==== KUTIPAN UNTUK DIBACA

Vikjen Keuskupan Palangka Raya RD Silvanus Subandi menyambut Tim Komisi Komsos KWI dan utusan dari berbagai keuskupan dengan upacara potong pantan di halaman Gereja Katedral Santa Maria, Palangka Raya, Senin, (7/5/2018).
“Kami datang untuk memeriahkan acara Pekan Komsos Nasional Konferensi Waligereja Indonesia di Keuskupan Palangka Raya,” ujar Sekretaris Eksekutif Komisi Komsos KWI RD Kamilus Pantus yang memimpin rombongan saat menjawab pertanyaan RD Silvanus Subandi tentang maksud kedatangannya di Palangka Raya.
Masih di depan pagar kayu melintang yang dihiasi berbagai buah dan sayuran, Romo Subandi membacakan syair berbahasa Dayak Sangian yang mengharapkan agar semua yang direncanakan berjalan lancar.
Segera setelahnya, para tamu yang diwakili Romo Kamilus dipersilakan memotong buah-buahan dan sayur serta kayu melintang dengan parang khas Dayak yang disebut mandau. Sebelumnya para tamu disuguhi tuak serta dikalungi karangan bunga serta topi lawung dan sumping.
Usai palang kayu terpotong, tuan rumah yang diiringi para penari pengiring yang membawa tari giring-giring membawa masuk para tamu ke depan pintu Gereja Katedral.
Sejak Nenek Moyang
Potong Pantan aslinya merupakan salah satu upacara adat penyambutan tamu yang dilaksanakan oleh masyarakat suku Dayak Ngaju di Provinsi Kalimantan Tengah, khususnya di Kabupaten Kapuas. Upacara ini telah dilakukan sejak zaman nenek moyang mereka dan diwariskan secara turun temurun hingga generasi saat ini.

========

Lanjutkan teks di atas tentang upacara potong pantan di Palangka Raya, dimulai tepat setelah kalimat terakhirnya.

==== CUPLIKAN CATATAN

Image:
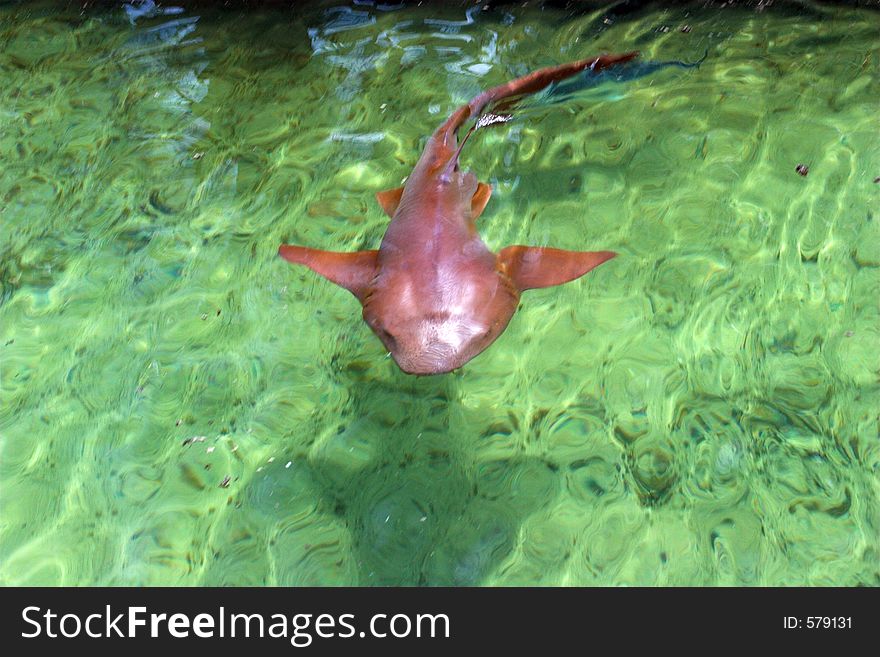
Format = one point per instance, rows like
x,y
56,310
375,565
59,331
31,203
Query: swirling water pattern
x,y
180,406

========
==== CUPLIKAN CATATAN

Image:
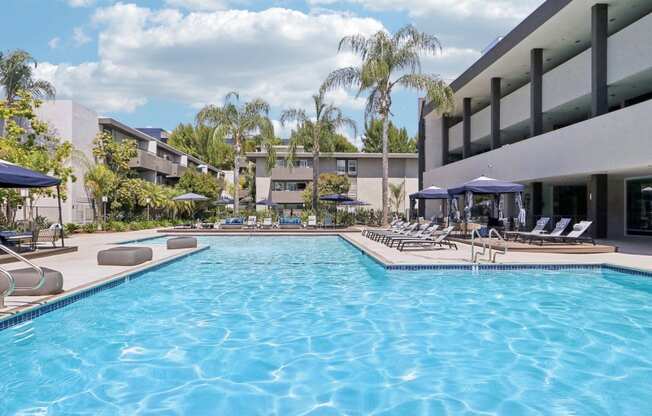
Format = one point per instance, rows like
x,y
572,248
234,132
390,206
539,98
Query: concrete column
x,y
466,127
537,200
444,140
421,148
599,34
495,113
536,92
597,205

========

• JAWABAN TUGAS
Dalam upacara ini, seluruh tamu yang datang akan diminta untuk memotong batang bambu hijau yang dipasang melintang di pintu masuk dengan menggunakan sebilah pedang mandau. Upacara potong pantan diiringi dengan musik tradisional dan nyanyian yang menggunakan bahasa Sangian.
Semboyan “Tamu adalah Raja” masih berlaku bagi masyarakat di tempat ini. Karena itu, seluruh penduduk desa dari ketua adat hingga anak-anak akan ikut menyambut kedatangan para tamu dengan meriah.
Dahulu, dalam menyambut tamu, tuan rumah juga memotong hewan korban sebagai bentuk penghormatan bagi arwah nenek moyang. Ritual ini dipimpin oleh seorang pemuka agama yang diiringi doa menggunakan bahasa Sangian. Upacara yang sama juga dilakukan saat para tamu hendak meninggalkan tempat tersebut.
Olesan minyak kelapa dan taburan bubuk putih di pipi dipercaya mampu melindungi tamu dari ganguan roh jahat dalam perjalanan pulang. Potong pantan juga dilakukan untuk mencegah terjadinya hal-hal buruk bagi penduduk setempat maupun para tamu.
Masyarakat setempat percaya bila kayu tersebut dipotong tanpa halangan, berarti tamu dapat diterima dan dilancarkan jalannya saat berkunjung. Begitupun sebaliknya, bila pemotongan kurang lancar, maka patut dipertanyakan perihal maksud kedatangan mereka ke tanah suku dayak tersebut.
Setelah bambu terpotong, semua orang akan berteriak Dan bertepuk tangan. Mereka bergembira lantaran rintangan telah berhasil dilalui. Iringan tetabuhan musik pun kian keras, menandakan puncak tradisi potong pantan. Setelah potong bambu dilalui, penduduk lalu mengoleskan bubuk putih pipi atau minyak kelapa di ubun-ubun para tamu. Setelah itu diteruskan dengan tarian potong pantan.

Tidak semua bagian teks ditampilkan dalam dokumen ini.